## GIVEN EXERCISE
Return the material word for word. Do not include pictures.

## DATA EXTRACT
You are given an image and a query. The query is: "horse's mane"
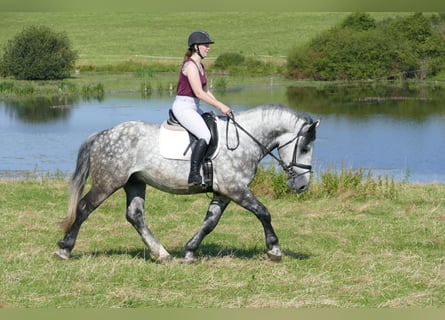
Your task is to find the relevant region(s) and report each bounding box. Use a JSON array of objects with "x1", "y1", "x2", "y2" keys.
[{"x1": 239, "y1": 104, "x2": 314, "y2": 126}]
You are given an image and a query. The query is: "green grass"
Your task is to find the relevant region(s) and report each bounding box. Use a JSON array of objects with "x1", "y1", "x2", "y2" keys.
[
  {"x1": 0, "y1": 12, "x2": 406, "y2": 66},
  {"x1": 0, "y1": 175, "x2": 445, "y2": 308}
]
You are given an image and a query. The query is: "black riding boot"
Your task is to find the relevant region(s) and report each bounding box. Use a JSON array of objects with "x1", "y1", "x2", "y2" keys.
[{"x1": 188, "y1": 139, "x2": 208, "y2": 187}]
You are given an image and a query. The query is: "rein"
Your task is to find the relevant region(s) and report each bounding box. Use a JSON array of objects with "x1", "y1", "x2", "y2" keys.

## RESPONSE TO THE EXERCISE
You are given an image and a query. The query is: "horse's mane"
Your task is to find the relevant region(s) and report each bounding box. Use a JSON array of objects with "x1", "y1", "x2", "y2" keys.
[{"x1": 239, "y1": 104, "x2": 314, "y2": 126}]
You are given an image and a query. The query is: "green grass"
Your task is to find the relevant region(s) and report each bounding box. Use a JSON array of objects with "x1", "y1", "x2", "y2" keys.
[
  {"x1": 0, "y1": 12, "x2": 406, "y2": 66},
  {"x1": 0, "y1": 175, "x2": 445, "y2": 308}
]
You are given an image and a query. The query is: "black riding boot"
Your task is to find the relevant region(s) and report each bounding box. Use a JSON array of objects with "x1", "y1", "x2", "y2" keys.
[{"x1": 188, "y1": 139, "x2": 208, "y2": 187}]
You are given an image and a query. The query is: "rein"
Your task is to find the relevant region(s) and report each bounding box. Use a JSON array of objects with "x1", "y1", "x2", "y2" keys.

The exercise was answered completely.